**Stated goal**
Rewrite all of the entries below, replacing every occurrence of "sample form" with "expected shape" and leaving everything else unchanged. Leave out the pictures.

* Begin Data records *

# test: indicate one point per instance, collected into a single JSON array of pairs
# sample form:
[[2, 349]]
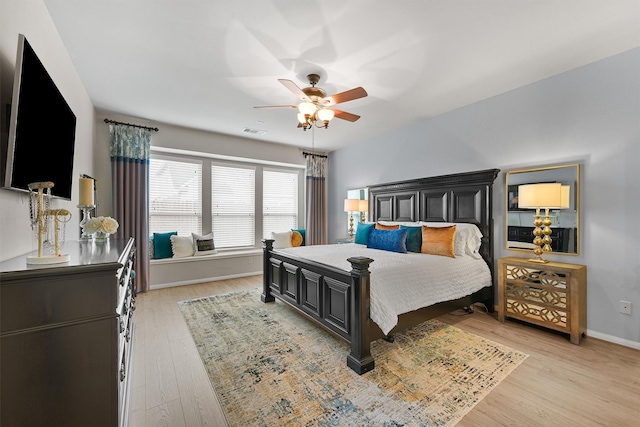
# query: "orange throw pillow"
[[387, 227], [438, 240], [296, 238]]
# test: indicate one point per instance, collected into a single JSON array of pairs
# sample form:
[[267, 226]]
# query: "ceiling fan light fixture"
[[307, 108]]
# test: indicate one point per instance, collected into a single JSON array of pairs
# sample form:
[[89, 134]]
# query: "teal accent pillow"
[[414, 238], [162, 245], [362, 233], [301, 231], [388, 240]]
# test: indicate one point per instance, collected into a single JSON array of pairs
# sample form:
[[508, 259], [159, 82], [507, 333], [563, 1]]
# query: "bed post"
[[360, 359], [267, 246]]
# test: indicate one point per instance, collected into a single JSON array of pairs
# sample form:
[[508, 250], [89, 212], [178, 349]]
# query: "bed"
[[334, 288]]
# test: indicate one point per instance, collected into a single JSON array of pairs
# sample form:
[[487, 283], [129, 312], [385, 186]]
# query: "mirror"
[[565, 223]]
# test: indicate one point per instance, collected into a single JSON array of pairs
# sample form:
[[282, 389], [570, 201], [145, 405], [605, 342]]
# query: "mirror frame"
[[575, 194]]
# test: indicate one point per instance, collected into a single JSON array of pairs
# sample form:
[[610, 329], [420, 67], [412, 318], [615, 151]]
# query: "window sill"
[[219, 255]]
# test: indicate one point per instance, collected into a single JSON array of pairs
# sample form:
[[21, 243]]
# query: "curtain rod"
[[130, 124], [304, 153]]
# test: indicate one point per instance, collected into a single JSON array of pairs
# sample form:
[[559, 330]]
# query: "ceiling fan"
[[316, 107]]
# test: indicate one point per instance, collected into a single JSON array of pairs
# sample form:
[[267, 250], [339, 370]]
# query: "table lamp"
[[545, 196]]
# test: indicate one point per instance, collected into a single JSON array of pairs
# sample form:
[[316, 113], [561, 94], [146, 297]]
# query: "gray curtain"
[[130, 148], [317, 230]]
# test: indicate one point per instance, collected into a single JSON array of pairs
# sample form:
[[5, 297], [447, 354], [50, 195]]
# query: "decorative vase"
[[101, 236]]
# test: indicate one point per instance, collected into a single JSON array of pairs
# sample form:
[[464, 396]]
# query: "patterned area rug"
[[271, 367]]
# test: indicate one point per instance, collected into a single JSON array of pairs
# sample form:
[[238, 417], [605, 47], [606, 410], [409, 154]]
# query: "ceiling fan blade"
[[294, 89], [348, 95], [345, 116], [275, 106]]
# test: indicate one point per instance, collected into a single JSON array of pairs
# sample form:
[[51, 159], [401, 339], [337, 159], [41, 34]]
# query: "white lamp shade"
[[325, 114], [351, 205], [307, 108], [565, 196], [543, 195]]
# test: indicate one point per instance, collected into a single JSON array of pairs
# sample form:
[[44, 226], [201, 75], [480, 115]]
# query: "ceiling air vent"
[[254, 131]]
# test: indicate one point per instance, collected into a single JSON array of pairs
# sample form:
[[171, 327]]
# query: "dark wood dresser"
[[66, 337]]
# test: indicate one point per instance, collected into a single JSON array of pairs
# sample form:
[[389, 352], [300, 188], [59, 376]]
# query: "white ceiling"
[[204, 64]]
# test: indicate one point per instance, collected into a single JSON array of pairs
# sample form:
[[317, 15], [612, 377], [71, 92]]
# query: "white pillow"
[[203, 244], [468, 237], [181, 246], [281, 240]]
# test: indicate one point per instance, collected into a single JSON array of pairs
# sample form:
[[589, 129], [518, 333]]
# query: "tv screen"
[[42, 129]]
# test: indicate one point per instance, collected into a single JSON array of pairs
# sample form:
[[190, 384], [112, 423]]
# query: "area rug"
[[270, 366]]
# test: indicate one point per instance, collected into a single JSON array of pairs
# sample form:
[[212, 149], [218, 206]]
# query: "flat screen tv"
[[42, 129]]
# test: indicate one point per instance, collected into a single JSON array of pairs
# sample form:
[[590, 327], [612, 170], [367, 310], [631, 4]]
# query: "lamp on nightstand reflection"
[[351, 206], [363, 207], [545, 196]]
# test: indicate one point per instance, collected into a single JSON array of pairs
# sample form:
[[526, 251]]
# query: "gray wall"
[[589, 115]]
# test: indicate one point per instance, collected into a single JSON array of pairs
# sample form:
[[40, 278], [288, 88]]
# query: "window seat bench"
[[168, 272]]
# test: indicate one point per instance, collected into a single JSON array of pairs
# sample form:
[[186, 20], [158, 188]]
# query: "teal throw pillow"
[[414, 238], [162, 245], [301, 231], [388, 240], [362, 233]]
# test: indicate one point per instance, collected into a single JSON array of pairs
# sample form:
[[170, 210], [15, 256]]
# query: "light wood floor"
[[560, 384]]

* End Data records *

**Response to this task**
# test: indicate one point per instance, collected into a single JSON array of pairs
# expected shape:
[[2, 349]]
# query: "orange throw pillow"
[[387, 227], [438, 240], [296, 238]]
# test: indicate one point per instance, collected into a single JSON array of pairs
# expected shape:
[[267, 226]]
# query: "ceiling fan light fixture"
[[307, 108]]
# test: indicate one point per instance, collected into a single JSON array of pairs
# expected shape:
[[89, 134]]
# query: "teal accent pillow"
[[414, 238], [162, 245], [362, 233], [301, 231], [388, 240]]
# test: indicate one point per instance, collected into a single JSON array of pairs
# expected shape:
[[508, 259], [159, 82], [507, 333], [563, 1]]
# query: "bed post"
[[360, 359], [267, 246]]
# test: indicate one point per instance, collected into a single JSON array of pairs
# expected shape:
[[508, 250], [89, 212], [178, 349]]
# query: "bed"
[[334, 288]]
# test: indicate one point per instance, collected into a single JSON array of pairs
# expected shape:
[[487, 283], [129, 312], [385, 186]]
# query: "mirror"
[[565, 223]]
# test: indicate one point per instance, collected into a single JSON array of pairs
# expected shape:
[[282, 389], [570, 201], [145, 405], [605, 342]]
# query: "mirror frame"
[[575, 194]]
# test: indicate one point per instance, collected into a single JSON array of pairs
# expected shape:
[[610, 329], [420, 67], [412, 318], [615, 151]]
# query: "window sill"
[[219, 255]]
# test: indicate one point per instance, collected into a single JSON array of pairs
# expected shape:
[[21, 243]]
# query: "curtain rod"
[[130, 124], [304, 153]]
# test: indicate one point per instance, collected into a single JSON array of pairs
# expected shape:
[[559, 330]]
# query: "ceiling fan"
[[316, 107]]
# test: indicate one point per instance, collected into a single JSON array of pairs
# expected shape:
[[267, 250], [339, 370]]
# query: "table lamp"
[[545, 196]]
# test: indicate one point per instance, collected into a single JSON array of pairs
# expected shape:
[[316, 113], [561, 94], [146, 297]]
# query: "gray curtain"
[[130, 148], [317, 230]]
# test: indicate one point per instance, collected into a single JSON array of pairs
# expected shape:
[[5, 297], [447, 354], [50, 195]]
# query: "decorative vase"
[[101, 236]]
# test: indicate one point per instance, collected into a single JSON array of pairs
# expected shape:
[[464, 396]]
# query: "patterned area rug"
[[271, 367]]
# test: indicate one point per instance, collected into a single JSON array of pairs
# expected shape:
[[238, 417], [605, 47], [606, 410], [409, 154]]
# query: "ceiling fan blade"
[[294, 89], [348, 95], [345, 116], [275, 106]]
# test: indicate one point per instance, collected into a single JSON array of pairs
# expected shape:
[[51, 159], [401, 339], [337, 159], [41, 34]]
# query: "white lamp shade"
[[325, 114], [351, 205], [307, 108], [565, 196], [543, 195]]
# test: indicate one point per instance, collected into a single JSON array of pairs
# expected shape:
[[44, 226], [201, 75], [480, 115]]
# query: "ceiling air vent"
[[254, 131]]
# test: indicate one point per instance, collected into a single JSON array of pairs
# expected shape:
[[171, 327]]
# query: "dark wood dresser"
[[66, 337]]
# test: indicate one point per instance, collected into a single JSON array of pairs
# expected shape:
[[389, 352], [300, 188], [59, 376]]
# query: "white ceiling"
[[204, 64]]
# test: indicate one point per instance, collected into a single JSON array of pairs
# expected shape:
[[317, 15], [612, 377], [71, 92]]
# query: "white pillow"
[[203, 244], [468, 237], [181, 246], [281, 240]]
# test: indicate one point per instance, collected into a single JSON array of pairs
# expected shape:
[[589, 129], [518, 333]]
# query: "tv screen"
[[42, 129]]
# test: indicate one point per instance, collected into a single JSON array of pairs
# expected shape:
[[190, 384], [112, 423]]
# query: "area rug"
[[270, 366]]
# test: indicate one point per instance, collected into a single JSON array of pairs
# expected shape:
[[212, 149], [218, 206]]
# query: "flat screen tv"
[[42, 129]]
# test: indicate one point per instance, collected into a single JSON array of pairs
# expected shape:
[[590, 327], [612, 170], [367, 310], [631, 4]]
# query: "lamp on nightstand reflection"
[[351, 206], [363, 207], [545, 196]]
# test: indicate one point per instance, collected into a single JSON array of pairs
# expected shape:
[[526, 251]]
# query: "gray wall"
[[589, 115]]
# test: indicate one point per instance, collected into a single JSON array of pairs
# expected shape:
[[40, 278], [288, 88]]
# query: "window seat bench"
[[168, 272]]
# test: indicate one point per instance, collected into a single JSON array of pairs
# expected shape:
[[186, 20], [158, 188]]
# query: "teal throw pillow"
[[414, 238], [162, 245], [301, 231], [388, 240], [362, 233]]
# test: indicate one point per instance, collected into a single JSON array of pairs
# expected shape:
[[170, 210], [15, 256]]
# query: "light wood floor"
[[560, 384]]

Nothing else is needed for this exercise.